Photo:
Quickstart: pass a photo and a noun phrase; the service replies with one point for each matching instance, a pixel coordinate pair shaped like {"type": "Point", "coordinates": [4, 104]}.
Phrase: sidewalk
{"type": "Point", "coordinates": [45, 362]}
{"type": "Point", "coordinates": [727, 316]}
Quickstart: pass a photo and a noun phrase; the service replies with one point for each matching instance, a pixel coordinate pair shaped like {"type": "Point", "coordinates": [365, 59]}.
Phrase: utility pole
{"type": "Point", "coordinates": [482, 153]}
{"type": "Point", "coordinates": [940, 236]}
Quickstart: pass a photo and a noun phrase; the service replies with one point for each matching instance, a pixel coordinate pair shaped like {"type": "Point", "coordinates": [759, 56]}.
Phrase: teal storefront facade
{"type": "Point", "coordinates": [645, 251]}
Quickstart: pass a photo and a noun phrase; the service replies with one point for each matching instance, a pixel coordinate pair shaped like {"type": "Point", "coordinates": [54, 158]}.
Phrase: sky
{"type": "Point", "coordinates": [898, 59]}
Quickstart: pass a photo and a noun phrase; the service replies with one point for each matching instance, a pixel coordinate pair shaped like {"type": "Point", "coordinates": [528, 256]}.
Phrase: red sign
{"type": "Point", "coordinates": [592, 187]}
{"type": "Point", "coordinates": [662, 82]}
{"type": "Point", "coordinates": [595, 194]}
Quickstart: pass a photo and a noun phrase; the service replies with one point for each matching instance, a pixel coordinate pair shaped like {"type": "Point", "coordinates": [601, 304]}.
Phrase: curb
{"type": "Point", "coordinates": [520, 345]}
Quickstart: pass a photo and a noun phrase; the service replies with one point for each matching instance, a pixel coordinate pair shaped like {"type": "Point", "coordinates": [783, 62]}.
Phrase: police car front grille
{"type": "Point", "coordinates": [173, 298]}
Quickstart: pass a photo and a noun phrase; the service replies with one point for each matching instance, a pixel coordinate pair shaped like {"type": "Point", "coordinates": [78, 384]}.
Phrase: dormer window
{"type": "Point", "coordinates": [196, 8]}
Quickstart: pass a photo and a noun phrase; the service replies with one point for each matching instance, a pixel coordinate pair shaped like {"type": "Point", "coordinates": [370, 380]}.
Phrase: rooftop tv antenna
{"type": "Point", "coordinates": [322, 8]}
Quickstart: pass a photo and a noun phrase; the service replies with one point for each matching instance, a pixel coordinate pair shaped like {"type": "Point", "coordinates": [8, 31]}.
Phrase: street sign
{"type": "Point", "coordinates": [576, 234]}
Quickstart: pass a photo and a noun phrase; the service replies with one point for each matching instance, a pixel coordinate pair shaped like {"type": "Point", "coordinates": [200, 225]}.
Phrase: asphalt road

□ □ □

» **Your objective**
Nothing in the records above may differ in your copy; retype them in full.

» **Task result**
Photo:
Quickstart: pass a photo and a noun phrase; the service replies with one point for each matching instance, a pixel coordinate pair shaped like {"type": "Point", "coordinates": [4, 104]}.
Phrase: sidewalk
{"type": "Point", "coordinates": [45, 362]}
{"type": "Point", "coordinates": [727, 316]}
Quickstart: pass a photo and a noun phrase; the service replies with one point for each matching instance, a pixel coordinate pair shaped like {"type": "Point", "coordinates": [365, 59]}.
Phrase: utility pole
{"type": "Point", "coordinates": [482, 153]}
{"type": "Point", "coordinates": [940, 236]}
Quickstart: pass a photo and a noun phrase; the service replies with one point for each matching instance, a pixel coordinate pair shaped like {"type": "Point", "coordinates": [759, 56]}.
Phrase: teal storefront facade
{"type": "Point", "coordinates": [645, 251]}
Quickstart: pass a photo and a noun phrase; the service replies with one point for each matching instance, a pixel coordinate pair shaped like {"type": "Point", "coordinates": [54, 158]}.
Phrase: sky
{"type": "Point", "coordinates": [898, 59]}
Quickstart: pass a photo and a noun phrase; the service replies with one point for each matching instance, a pixel coordinate pair shaped like {"type": "Point", "coordinates": [528, 256]}.
Phrase: red sign
{"type": "Point", "coordinates": [592, 187]}
{"type": "Point", "coordinates": [662, 82]}
{"type": "Point", "coordinates": [595, 194]}
Quickstart: pass a photo and a noun phrase; the service replies with one point for each matching instance, a pixel coordinate pair shaped like {"type": "Point", "coordinates": [601, 304]}.
Phrase: curb
{"type": "Point", "coordinates": [520, 345]}
Quickstart: pass a photo and a noun phrase; the service replies with one point for each matching instance, a pixel coordinate pair shaped like {"type": "Point", "coordinates": [783, 62]}.
Phrase: police car front grille
{"type": "Point", "coordinates": [173, 298]}
Quickstart: pass a photo and a noun phrase; the service replies with one point for each matching instance, a pixel coordinate pair shaped like {"type": "Point", "coordinates": [78, 384]}.
Phrase: dormer window
{"type": "Point", "coordinates": [196, 8]}
Quickstart: pass a photo and a noun phrase; the service replies with one point for each matching instance, a pixel coordinate pair shaped like {"type": "Point", "coordinates": [370, 380]}.
Phrase: rooftop tv antenna
{"type": "Point", "coordinates": [322, 8]}
Quickstart: pass a photo and a noun phrase; the service replies with one point for each matching instance, a pixel coordinate pair shaped like {"type": "Point", "coordinates": [8, 31]}.
Phrase: street sign
{"type": "Point", "coordinates": [576, 234]}
Quickstart: pass a photo and a noun phrase; the service replies with one point for each matching instance, a pixel coordinate pair shaped like {"type": "Point", "coordinates": [200, 225]}.
Phrase: asphalt road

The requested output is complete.